» **TO BE DONE**: Repeat the lines of the listing below word for word, starting at the line that contains "[278,152], drawn from the photo above." and ending with the final line of the listing.

Location identification entries:

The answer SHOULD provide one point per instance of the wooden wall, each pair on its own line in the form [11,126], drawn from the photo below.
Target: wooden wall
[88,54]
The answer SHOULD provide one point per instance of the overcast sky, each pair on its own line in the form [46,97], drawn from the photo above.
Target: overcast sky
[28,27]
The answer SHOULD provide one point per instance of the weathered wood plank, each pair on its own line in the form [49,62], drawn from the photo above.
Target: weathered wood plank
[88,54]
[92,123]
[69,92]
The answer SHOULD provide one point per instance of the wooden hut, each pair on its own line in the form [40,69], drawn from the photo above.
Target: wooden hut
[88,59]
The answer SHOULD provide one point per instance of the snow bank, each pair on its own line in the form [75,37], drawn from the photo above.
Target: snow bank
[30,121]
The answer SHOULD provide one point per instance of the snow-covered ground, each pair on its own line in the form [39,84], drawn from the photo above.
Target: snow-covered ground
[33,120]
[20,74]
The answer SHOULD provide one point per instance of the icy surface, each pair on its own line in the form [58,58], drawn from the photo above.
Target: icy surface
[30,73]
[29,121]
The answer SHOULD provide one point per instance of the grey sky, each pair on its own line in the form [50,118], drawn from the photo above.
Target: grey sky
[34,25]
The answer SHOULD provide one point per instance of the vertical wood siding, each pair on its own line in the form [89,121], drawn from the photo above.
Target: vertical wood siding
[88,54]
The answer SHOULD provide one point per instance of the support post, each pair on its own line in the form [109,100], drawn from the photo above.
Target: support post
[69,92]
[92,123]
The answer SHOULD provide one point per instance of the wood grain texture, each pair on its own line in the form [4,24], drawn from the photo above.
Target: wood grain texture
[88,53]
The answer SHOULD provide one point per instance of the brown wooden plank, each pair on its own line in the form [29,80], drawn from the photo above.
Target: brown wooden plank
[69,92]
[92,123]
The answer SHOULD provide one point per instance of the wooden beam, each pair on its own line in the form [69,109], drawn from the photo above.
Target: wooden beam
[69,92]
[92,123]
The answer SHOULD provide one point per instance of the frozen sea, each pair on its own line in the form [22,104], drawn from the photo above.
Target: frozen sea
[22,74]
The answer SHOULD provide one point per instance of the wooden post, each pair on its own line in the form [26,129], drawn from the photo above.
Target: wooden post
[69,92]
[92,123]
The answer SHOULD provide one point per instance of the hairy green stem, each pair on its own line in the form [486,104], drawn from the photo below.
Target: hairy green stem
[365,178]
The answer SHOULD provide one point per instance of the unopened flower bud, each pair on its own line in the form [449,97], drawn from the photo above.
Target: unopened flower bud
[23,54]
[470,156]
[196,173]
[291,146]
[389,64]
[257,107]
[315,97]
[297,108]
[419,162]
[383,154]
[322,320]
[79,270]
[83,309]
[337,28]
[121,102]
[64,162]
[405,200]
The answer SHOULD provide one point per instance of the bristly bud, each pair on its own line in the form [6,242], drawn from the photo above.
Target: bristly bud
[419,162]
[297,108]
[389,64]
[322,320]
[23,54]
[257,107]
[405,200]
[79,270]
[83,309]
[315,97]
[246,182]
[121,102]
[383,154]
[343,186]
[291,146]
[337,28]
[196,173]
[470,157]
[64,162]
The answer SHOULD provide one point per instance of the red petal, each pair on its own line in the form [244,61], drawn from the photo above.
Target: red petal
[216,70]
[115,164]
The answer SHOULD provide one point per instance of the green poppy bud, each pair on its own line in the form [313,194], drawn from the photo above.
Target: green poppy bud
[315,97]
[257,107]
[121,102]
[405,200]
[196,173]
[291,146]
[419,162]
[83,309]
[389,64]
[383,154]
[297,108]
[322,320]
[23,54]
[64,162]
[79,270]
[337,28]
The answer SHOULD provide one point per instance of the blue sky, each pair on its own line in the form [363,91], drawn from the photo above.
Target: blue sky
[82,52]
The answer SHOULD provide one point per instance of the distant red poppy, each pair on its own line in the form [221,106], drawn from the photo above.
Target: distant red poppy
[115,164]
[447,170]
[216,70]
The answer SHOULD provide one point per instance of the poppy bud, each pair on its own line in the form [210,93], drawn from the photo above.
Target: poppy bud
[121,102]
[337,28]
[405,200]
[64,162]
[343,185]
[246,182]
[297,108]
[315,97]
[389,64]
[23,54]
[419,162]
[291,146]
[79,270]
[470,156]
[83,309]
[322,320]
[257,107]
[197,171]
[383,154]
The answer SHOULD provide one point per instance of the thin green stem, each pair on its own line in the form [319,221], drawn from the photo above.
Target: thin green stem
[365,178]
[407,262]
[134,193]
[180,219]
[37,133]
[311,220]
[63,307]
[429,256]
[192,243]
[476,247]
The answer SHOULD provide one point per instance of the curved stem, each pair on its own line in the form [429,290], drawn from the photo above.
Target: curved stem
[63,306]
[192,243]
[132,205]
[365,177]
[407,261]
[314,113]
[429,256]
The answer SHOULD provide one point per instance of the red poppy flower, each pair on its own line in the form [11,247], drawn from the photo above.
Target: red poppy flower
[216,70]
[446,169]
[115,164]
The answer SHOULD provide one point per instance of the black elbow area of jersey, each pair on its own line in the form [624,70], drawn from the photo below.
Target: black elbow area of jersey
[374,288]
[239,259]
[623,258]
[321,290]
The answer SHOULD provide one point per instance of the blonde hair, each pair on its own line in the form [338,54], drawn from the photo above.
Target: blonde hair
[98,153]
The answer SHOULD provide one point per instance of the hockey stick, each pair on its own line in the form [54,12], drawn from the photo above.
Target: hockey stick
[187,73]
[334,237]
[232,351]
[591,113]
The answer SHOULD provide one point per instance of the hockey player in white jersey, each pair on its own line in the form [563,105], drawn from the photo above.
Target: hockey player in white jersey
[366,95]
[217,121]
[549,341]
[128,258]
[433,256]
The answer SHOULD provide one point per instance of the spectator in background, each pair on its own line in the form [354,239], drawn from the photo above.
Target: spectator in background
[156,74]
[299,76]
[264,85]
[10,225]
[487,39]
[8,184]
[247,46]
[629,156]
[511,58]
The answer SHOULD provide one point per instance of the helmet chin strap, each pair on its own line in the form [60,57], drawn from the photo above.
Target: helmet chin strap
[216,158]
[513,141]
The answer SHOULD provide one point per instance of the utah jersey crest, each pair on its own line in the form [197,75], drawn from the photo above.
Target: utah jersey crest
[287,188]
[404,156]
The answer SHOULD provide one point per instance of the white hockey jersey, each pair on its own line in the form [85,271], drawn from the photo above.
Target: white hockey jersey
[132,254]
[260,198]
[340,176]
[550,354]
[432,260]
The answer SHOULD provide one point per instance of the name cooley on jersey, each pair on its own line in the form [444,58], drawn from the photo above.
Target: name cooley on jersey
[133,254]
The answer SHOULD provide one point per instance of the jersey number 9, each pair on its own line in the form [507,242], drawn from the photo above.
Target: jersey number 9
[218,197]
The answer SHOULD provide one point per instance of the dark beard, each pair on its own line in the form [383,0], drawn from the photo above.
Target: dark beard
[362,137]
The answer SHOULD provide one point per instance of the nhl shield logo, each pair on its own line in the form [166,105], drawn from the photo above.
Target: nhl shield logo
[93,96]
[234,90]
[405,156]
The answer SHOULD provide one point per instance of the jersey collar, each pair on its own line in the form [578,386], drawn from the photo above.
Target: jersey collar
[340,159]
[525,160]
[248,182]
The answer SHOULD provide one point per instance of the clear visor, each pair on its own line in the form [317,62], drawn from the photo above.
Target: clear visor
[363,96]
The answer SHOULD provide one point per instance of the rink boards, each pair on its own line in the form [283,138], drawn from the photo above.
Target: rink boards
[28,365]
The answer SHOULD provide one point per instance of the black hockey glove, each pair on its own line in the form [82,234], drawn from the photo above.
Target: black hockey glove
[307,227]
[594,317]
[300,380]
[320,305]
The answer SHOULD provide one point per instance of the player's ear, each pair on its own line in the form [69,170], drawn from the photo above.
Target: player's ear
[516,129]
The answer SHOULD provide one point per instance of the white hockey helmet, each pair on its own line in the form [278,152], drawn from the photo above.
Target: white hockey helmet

» **WRITTEN ANSWER**:
The answer SHOULD provide one point per instance of the white hockey helmet, each pair on its own line in the form [278,152], drawn from the photo above.
Target: white hockey helmet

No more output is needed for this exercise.